Passage to read:
------
Oregon Community Rights Network
October 4, 2013
CONTACT: Kai Huschke
oregoncrn AT gmail.com
paul AT 100fires.com
On October 2nd the Oregon State Legislature voted to adopt SB 863, which imposes state preemption on local regulation of agriculture. SB 863 specifically says that, “exclusive regulatory power over agricultural seed, flower seed, nursery seed and vegetable seed and products of agricultural seed, flower seed, nursery seed and vegetable seed [will be reserved] to the state.” It becomes law when signed by Governor Kitzhaber. The full language of SB 863 can be found here.
The sole purpose of SB 863 is to eliminate local control over seed, including genetically modified seed (GMOs). This new preemptive law was not adopted to protect local communities but has been enacted to protect the interests of corporate industrial agriculture against local decision-making with regard to farm and food systems.
A version of SB 863 (known as SB 633) was first introduced in the Oregon Legislature’s 2013 Regular Session in direct response to a duly qualified initiative to ban GMOs in Jackson County and efforts underway in Benton and Lane County to protect the right to a local food system. Besides protecting a right to seed heritage and the ecosystems required for sustainable agriculture , the initiatives in Benton and Lane County also prohibit corporate and governmental entities from engaging with GMOs.
------
Saved data entries:
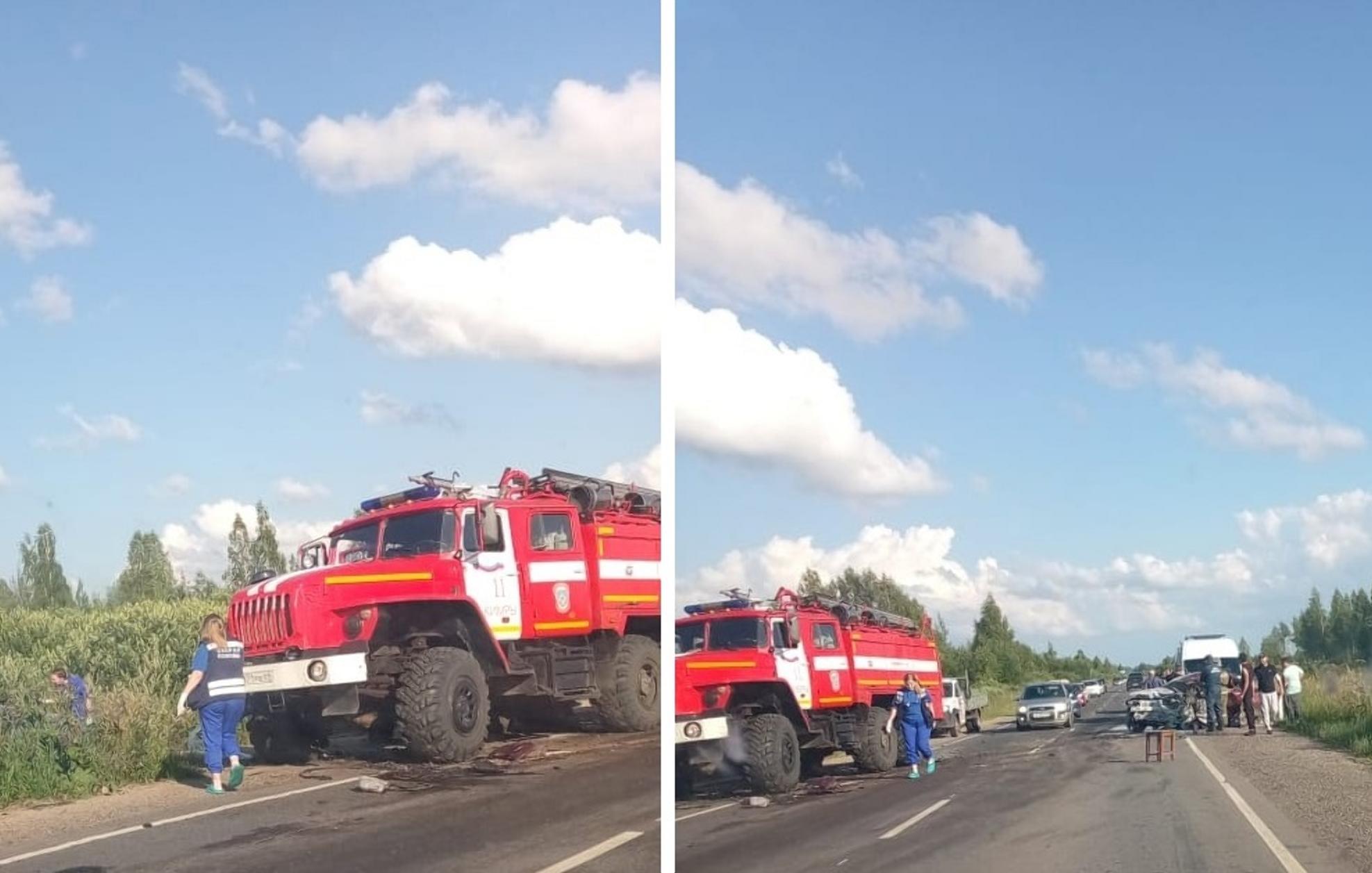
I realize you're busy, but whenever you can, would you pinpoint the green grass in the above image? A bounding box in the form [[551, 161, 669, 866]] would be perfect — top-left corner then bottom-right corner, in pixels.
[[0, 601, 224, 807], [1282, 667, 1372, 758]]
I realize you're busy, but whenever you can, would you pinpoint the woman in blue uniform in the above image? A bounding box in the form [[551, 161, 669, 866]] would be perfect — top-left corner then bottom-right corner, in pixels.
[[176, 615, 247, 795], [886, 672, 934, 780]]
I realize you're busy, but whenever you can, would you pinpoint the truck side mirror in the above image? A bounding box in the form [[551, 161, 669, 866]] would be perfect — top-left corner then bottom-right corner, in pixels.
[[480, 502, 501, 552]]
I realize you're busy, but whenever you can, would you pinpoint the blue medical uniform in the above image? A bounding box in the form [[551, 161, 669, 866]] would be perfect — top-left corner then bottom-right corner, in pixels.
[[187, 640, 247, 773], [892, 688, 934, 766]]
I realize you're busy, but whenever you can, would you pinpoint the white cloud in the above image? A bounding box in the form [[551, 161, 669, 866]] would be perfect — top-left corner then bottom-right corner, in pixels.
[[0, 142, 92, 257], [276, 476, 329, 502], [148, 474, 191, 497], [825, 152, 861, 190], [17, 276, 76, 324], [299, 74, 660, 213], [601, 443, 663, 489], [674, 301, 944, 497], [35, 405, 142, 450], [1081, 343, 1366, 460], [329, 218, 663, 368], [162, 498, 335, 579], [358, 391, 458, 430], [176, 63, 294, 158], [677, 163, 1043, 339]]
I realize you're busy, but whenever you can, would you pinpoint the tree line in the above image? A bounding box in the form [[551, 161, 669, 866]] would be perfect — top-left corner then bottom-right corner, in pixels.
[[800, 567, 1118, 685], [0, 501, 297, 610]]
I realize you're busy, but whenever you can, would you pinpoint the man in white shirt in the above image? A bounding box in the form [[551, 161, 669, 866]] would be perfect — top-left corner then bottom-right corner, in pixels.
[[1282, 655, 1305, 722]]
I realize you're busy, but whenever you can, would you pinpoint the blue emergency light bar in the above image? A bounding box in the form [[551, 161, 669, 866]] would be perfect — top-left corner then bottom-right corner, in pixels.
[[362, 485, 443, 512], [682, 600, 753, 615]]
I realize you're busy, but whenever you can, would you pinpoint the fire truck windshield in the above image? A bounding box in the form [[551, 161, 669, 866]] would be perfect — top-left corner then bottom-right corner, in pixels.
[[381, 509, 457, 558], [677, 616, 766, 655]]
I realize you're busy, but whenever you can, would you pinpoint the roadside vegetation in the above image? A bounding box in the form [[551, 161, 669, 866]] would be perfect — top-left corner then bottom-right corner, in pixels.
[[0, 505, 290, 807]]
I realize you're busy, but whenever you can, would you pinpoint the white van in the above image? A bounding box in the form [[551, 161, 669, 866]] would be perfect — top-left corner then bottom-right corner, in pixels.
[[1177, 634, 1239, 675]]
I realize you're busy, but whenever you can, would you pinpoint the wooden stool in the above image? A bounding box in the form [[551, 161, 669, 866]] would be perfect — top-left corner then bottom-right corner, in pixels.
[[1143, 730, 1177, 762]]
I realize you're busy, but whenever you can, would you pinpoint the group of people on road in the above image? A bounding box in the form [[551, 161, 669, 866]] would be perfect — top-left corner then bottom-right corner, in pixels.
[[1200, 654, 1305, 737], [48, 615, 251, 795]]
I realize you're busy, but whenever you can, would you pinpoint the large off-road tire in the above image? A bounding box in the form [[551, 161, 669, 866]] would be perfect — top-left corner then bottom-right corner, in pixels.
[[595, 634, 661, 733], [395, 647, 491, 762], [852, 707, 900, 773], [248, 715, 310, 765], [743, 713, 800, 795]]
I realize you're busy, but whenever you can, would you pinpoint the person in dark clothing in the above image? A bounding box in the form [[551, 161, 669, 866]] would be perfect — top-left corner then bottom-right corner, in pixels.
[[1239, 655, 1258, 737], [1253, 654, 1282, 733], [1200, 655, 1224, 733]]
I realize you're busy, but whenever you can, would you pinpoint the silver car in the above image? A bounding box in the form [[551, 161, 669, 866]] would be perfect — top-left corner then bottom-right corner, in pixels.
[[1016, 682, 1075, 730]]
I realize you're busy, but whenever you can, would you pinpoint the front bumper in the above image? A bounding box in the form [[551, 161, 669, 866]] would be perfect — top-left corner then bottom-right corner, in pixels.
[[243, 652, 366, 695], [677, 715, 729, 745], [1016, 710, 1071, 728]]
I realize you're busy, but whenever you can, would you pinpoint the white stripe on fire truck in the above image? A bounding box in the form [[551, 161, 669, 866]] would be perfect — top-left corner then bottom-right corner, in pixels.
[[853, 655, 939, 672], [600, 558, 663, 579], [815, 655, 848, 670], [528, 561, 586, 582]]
------
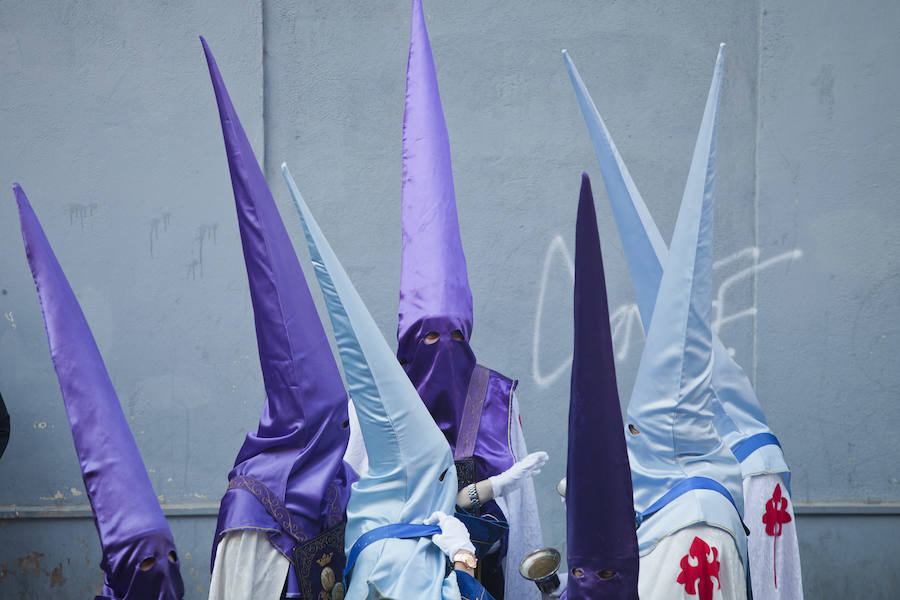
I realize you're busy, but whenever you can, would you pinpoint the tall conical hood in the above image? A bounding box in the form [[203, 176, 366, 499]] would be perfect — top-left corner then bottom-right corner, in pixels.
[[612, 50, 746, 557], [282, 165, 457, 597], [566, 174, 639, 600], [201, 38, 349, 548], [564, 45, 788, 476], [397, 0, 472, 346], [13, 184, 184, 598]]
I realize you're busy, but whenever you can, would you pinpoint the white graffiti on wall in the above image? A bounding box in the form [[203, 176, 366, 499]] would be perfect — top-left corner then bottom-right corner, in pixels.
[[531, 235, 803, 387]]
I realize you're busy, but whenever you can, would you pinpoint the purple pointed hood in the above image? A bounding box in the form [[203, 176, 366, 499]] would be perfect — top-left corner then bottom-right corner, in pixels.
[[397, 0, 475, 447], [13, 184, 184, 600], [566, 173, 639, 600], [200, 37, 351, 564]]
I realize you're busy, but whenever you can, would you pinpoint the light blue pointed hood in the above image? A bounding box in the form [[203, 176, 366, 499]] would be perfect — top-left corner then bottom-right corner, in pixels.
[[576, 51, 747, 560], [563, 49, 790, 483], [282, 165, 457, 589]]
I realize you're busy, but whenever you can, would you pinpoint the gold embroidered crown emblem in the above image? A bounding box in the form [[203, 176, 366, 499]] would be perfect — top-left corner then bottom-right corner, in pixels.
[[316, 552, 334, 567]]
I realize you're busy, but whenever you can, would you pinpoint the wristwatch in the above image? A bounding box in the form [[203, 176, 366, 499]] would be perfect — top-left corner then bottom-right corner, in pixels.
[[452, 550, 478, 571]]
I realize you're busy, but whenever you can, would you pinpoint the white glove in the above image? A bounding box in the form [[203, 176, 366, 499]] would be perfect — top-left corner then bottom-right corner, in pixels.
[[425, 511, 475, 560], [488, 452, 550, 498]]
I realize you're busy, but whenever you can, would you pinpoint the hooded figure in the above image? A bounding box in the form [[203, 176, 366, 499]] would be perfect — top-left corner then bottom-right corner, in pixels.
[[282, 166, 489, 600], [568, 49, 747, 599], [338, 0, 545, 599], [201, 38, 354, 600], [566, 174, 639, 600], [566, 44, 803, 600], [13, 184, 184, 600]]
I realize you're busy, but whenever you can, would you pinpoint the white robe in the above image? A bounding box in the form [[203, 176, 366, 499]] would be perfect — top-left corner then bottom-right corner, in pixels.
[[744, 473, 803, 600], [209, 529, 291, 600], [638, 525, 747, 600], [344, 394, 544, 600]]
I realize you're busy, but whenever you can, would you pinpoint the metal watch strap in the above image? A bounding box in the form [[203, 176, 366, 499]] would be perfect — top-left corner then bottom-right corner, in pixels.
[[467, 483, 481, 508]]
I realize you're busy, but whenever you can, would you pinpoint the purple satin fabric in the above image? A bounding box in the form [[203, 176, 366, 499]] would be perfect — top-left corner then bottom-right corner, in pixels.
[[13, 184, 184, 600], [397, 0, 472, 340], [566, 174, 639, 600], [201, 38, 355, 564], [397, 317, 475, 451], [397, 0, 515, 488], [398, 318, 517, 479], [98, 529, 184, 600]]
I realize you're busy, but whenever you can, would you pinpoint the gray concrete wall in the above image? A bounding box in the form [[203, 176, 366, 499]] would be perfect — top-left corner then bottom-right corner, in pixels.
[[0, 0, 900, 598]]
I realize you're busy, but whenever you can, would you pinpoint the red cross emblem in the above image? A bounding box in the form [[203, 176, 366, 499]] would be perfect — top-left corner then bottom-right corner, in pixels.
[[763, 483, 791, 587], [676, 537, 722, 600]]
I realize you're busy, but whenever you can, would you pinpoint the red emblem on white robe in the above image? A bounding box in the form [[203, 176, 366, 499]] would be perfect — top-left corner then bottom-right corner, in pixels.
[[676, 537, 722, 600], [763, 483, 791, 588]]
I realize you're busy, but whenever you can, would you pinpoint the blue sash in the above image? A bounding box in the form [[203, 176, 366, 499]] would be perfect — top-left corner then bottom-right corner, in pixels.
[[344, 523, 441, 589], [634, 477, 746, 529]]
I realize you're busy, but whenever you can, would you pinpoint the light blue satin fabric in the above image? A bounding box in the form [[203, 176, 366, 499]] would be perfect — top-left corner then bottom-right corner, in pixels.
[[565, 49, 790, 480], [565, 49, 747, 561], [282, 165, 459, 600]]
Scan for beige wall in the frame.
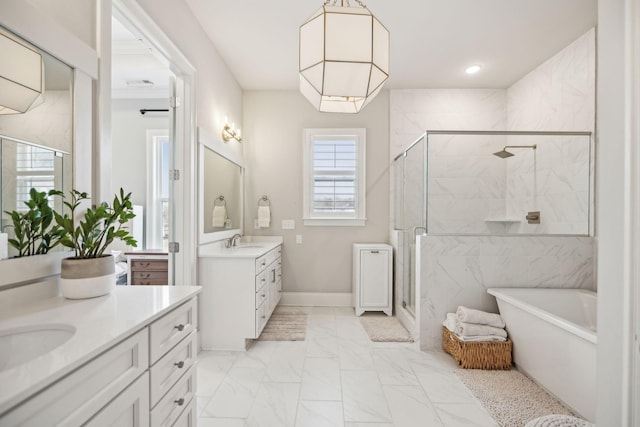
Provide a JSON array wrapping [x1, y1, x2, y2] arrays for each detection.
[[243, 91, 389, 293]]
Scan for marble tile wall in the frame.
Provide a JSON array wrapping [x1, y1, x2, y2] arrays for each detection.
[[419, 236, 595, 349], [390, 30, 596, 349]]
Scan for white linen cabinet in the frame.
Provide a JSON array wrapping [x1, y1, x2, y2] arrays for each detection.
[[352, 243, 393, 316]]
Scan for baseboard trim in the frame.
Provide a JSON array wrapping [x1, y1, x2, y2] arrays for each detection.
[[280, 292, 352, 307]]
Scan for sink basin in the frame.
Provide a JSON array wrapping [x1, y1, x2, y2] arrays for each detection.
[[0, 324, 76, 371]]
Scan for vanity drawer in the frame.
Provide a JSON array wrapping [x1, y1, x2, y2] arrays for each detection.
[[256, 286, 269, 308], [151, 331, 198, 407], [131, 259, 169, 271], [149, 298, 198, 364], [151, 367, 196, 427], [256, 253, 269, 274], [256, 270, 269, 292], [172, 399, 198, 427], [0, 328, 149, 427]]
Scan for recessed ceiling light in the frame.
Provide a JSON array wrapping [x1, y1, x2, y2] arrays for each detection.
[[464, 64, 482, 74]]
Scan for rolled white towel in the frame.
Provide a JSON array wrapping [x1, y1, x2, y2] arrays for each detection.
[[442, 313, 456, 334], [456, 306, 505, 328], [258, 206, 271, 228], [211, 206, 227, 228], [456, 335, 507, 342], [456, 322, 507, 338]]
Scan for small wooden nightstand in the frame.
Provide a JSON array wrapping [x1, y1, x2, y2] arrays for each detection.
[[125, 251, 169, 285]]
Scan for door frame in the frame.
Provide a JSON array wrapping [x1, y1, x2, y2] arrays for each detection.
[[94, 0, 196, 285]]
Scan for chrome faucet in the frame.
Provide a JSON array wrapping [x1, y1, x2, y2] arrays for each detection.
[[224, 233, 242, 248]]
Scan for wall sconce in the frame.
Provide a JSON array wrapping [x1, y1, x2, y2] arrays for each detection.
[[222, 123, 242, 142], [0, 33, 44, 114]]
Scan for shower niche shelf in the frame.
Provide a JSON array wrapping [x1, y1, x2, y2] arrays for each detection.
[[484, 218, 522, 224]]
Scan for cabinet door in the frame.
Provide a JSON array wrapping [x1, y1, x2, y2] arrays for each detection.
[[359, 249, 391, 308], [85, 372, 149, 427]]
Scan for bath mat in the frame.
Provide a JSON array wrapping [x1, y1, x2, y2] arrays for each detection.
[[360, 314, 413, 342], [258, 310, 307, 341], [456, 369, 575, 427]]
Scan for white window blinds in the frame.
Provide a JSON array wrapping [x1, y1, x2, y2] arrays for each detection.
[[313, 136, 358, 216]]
------
What needs to be done:
Repeat the whole press release about Oregon's SB 863 word for word.

Task answer:
Oregon Community Rights Network
October 4, 2013
CONTACT: Kai Huschke
oregoncrn AT gmail.com
paul AT 100fires.com
On October 2nd the Oregon State Legislature voted to adopt SB 863, which imposes state preemption on local regulation of agriculture. SB 863 specifically says that, “exclusive regulatory power over agricultural seed, flower seed, nursery seed and vegetable seed and products of agricultural seed, flower seed, nursery seed and vegetable seed [will be reserved] to the state.” It becomes law when signed by Governor Kitzhaber. The full language of SB 863 can be found here.
The sole purpose of SB 863 is to eliminate local control over seed, including genetically modified seed (GMOs). This new preemptive law was not adopted to protect local communities but has been enacted to protect the interests of corporate industrial agriculture against local decision-making with regard to farm and food systems.
A version of SB 863 (known as SB 633) was first introduced in the Oregon Legislature’s 2013 Regular Session in direct response to a duly qualified initiative to ban GMOs in Jackson County and efforts underway in Benton and Lane County to protect the right to a local food system. Besides protecting a right to seed heritage and the ecosystems required for sustainable agriculture , the initiatives in Benton and Lane County also prohibit corporate and governmental entities from engaging with GMOs.